# Is Karachi safe?



## saima1127 (Apr 22, 2008)

Is it safe to go to med school in karachi these days with everything going on? 
Can anyone tell me about their experience?
*URGENT REPLY NEEDED!! PLEASE!!

*


----------



## danny (May 26, 2007)

saima1127 said:


> Is it safe to go to med school in karachi these days with everything going on?
> Can anyone tell me about their experience?
> *URGENT REPLY NEEDED!! PLEASE!!
> 
> *


Yes, it is safe. I have been living here for 3 years almost and I came to Karachi from Canada. All those things you see portrayed by media is a bit exaggerated. I think I have said this before in my previous posts but I will repeat it again nonetheless, even if there is a blast somewhere, our classes are scheduled and commence on time as planned, and the attendance is also amazingly full. The thing is that one has to avoid "hot areas" where tensions are meant to be built and everyone is aware of such spots before hand. It is just a matter of choice for us to get involve or not .... and any sane person would like to stay away from such events. If you want to know more , please let me know. But as for your very query regarding Karachi being safe, in my humble experience, I would most definitely say YES#yes


----------



## saima1127 (Apr 22, 2008)

hey thanks for replying so quickly and what you said just made my day! 
Im totally okay about going to karachi but my dad has been freaking out lately cuz he thinks that i could get kidnapped and stuff like that. Does that really happen to foreigners? oh yeah one more thing are u in pakistan for med school...if you are then what med school are u going to?

* **RECORD EXTRACTS**:
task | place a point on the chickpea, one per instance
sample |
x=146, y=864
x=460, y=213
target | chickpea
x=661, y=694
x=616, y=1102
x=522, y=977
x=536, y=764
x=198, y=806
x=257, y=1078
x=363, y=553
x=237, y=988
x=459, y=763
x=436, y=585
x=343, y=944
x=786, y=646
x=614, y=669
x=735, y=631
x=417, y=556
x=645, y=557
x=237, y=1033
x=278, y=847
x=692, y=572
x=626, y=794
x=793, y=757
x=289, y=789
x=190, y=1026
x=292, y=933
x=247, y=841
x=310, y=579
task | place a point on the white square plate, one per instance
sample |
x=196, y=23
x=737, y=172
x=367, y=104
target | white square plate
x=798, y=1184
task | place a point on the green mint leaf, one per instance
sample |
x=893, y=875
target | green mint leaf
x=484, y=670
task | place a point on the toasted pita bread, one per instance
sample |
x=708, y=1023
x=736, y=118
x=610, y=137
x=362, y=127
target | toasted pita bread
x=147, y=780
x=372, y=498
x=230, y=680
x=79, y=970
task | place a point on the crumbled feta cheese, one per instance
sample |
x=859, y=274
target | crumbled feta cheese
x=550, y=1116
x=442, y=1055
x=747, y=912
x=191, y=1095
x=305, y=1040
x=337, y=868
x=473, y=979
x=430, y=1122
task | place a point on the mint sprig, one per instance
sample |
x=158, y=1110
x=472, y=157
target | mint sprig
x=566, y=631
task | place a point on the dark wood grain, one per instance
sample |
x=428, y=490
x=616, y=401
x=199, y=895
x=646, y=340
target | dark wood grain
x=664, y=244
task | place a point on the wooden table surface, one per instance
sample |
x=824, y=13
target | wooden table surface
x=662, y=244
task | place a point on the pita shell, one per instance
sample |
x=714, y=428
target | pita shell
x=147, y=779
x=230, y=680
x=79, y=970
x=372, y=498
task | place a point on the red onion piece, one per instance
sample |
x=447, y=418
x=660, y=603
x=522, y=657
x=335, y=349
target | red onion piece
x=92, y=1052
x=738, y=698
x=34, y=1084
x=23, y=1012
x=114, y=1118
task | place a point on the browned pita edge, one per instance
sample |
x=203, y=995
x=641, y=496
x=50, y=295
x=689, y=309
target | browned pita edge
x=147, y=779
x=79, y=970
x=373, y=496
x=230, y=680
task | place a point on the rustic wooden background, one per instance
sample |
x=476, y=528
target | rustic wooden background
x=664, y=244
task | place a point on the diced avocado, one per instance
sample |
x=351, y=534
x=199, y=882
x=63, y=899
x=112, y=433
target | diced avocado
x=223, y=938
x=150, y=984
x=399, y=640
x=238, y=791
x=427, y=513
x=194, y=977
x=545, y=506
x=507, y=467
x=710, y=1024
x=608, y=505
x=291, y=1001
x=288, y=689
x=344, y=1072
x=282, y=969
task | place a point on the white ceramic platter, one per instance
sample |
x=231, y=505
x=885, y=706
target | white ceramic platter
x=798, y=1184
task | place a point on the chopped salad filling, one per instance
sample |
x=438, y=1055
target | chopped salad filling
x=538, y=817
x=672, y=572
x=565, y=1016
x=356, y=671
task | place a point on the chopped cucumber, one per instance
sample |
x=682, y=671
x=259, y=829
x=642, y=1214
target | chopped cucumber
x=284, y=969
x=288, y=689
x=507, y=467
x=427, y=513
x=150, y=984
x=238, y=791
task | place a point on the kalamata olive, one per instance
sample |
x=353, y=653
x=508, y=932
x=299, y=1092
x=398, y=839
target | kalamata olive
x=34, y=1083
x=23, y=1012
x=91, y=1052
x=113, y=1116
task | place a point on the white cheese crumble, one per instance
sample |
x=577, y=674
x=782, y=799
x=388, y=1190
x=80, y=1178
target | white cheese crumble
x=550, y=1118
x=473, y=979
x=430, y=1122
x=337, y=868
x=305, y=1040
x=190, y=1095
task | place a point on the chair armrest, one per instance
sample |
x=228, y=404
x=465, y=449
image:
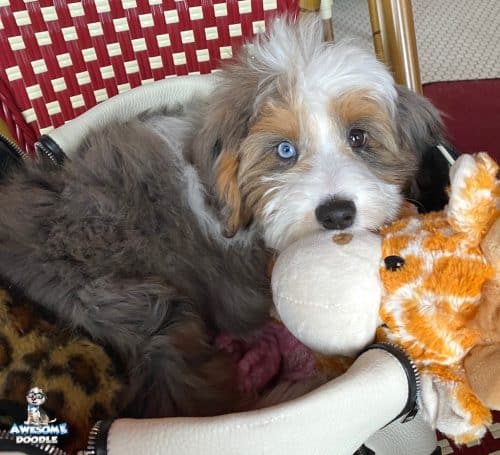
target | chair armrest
x=160, y=94
x=334, y=419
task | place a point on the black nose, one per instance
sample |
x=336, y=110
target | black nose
x=336, y=214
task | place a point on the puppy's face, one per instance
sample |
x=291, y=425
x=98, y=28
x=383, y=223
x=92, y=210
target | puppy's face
x=330, y=163
x=319, y=147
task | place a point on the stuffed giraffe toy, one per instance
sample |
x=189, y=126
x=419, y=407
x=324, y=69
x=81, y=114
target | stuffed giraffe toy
x=433, y=275
x=418, y=284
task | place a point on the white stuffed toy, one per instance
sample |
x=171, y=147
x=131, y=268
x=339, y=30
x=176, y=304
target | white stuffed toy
x=327, y=291
x=424, y=276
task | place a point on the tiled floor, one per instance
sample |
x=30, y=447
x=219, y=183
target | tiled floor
x=456, y=39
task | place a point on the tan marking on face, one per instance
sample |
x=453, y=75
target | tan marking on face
x=342, y=239
x=229, y=192
x=386, y=159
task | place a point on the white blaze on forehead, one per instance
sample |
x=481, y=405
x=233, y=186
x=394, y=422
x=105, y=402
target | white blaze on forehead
x=297, y=54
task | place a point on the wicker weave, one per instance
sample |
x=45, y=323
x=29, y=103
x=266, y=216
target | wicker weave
x=60, y=58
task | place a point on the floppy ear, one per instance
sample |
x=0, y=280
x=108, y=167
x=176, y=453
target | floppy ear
x=420, y=130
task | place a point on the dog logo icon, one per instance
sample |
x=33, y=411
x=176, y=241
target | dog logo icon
x=36, y=415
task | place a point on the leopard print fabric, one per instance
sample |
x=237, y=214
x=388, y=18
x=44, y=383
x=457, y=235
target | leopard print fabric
x=81, y=381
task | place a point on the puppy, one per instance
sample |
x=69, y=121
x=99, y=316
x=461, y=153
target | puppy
x=156, y=235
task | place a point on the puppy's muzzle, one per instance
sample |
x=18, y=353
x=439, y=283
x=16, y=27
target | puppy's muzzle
x=336, y=214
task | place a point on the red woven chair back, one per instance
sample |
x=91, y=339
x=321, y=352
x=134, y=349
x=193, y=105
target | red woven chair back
x=59, y=58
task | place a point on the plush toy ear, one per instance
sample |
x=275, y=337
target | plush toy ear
x=474, y=196
x=235, y=213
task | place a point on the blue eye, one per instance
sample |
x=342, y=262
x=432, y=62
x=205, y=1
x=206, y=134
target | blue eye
x=286, y=151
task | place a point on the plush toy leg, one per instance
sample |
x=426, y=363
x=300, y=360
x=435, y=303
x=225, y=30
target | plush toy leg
x=482, y=366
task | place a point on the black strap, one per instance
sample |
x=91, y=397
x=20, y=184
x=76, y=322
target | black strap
x=411, y=408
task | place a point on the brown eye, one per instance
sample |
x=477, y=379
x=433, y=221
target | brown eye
x=357, y=138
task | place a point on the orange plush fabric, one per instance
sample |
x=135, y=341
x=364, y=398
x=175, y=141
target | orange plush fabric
x=433, y=294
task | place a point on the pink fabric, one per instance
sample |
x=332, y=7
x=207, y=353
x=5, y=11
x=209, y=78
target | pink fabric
x=269, y=354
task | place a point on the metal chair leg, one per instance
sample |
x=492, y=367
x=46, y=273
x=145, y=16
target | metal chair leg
x=394, y=39
x=325, y=9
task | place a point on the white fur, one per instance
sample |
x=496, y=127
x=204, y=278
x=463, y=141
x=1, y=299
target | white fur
x=317, y=69
x=311, y=74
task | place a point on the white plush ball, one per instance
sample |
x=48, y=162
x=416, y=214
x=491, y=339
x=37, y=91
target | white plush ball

* **ACTION ITEM A**:
Answer these about the forum thread on whether Karachi is safe:
(i) Which country did danny come to Karachi from?
(ii) How long has danny been living in Karachi?
(iii) What does saima1127's dad worry could happen to her?
* **ACTION ITEM B**: Extend the forum thread about whether Karachi is safe with the next post, picking up after saima1127's last message.

* **TASK RESPONSE A**:
(i) Canada.
(ii) Almost 3 years.
(iii) That she could get kidnapped.

* **TASK RESPONSE B**:
thanks again #happy


----------



## danny (May 26, 2007)

saima1127 said:


> hey thanks for replying so quickly and what you said just made my day!
> Im totally okay about going to karachi but my dad has been freaking out lately cuz he thinks that i could get kidnapped and stuff like that. Does that really happen to foreigners? oh yeah one more thing are u in pakistan for med school...if you are then what med school are u going to?
> 
> thanks again #happy


Lol... kidnapped? No. One has to keep a low-profile nevertheless. I mean this holds true for every country you are visiting, regardless of your background. You have to blend in, not stand out. Anyways, a few things I would like to clear up:

1. Karachi is safe. You won't be blown up, kidnapped or all those God-forbidden things that might be coming in your mind right now #roll. If you are afraid of such things, then that holds true for every city in Pakistan. Just recently there was a blast in the city of Lahore. Islamabad is no different. Unfortunately, things have been going this way for a long time here. But such planned events are carried out mostly towards authorities, not civilians.
However, you should be aware that Mobile/Cell phone snatching is quite common in Karachi as compared to other cities, especially if you are a Male and don't tend to hang around in groups. In that case, you simply let your cell phone go, no question asked. Think of it as a tax or insurance policy of your life. Alhumdullilah, I have never experienced such an event in my stay here for 3 years. Therefore, it really depends on you as a person and how you express yourself in public. There are safer places. Almost all big stores and malls have guards with guns. In fact, people tend to stay outside till midnight. I have came home even at wee hours of the day so again, I am trying to balance the outlook and perscpetive of how you may be viewing Karachi as a city. Also, if you leave your car outside without a driver or in a neighbourhood that seems a little too uncanny, then expect your side mirrors and even your stereo system to be vanished. It's normal. Move on . 

2. What is your reason for coming to Karachi for your studies? Is it because you have any relatives living here. If the answer to that question is yes, then I would recommend you to come here for your med studies. If no, then widen your horizon and apply for other med schools too in the country.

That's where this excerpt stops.